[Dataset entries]
┌──

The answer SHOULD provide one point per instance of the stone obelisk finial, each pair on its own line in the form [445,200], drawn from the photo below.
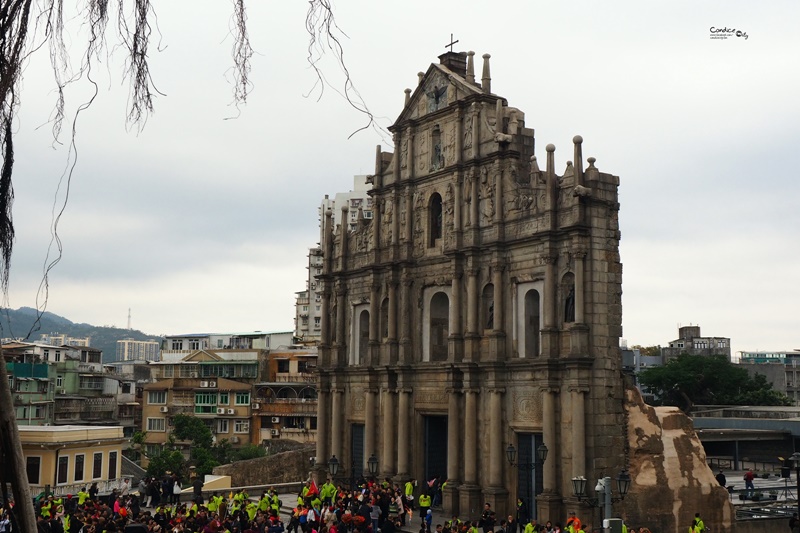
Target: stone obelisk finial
[471,66]
[577,140]
[486,79]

└──

▶ Work request
Write out the data word for word, with every picture dropped.

▶ Exercise solution
The answer SHOULD provide one point per instance of the stone obelisk finial, each pair on its own line in the form [445,200], drawn from the photo below.
Target: stone obelisk finial
[471,66]
[577,140]
[486,79]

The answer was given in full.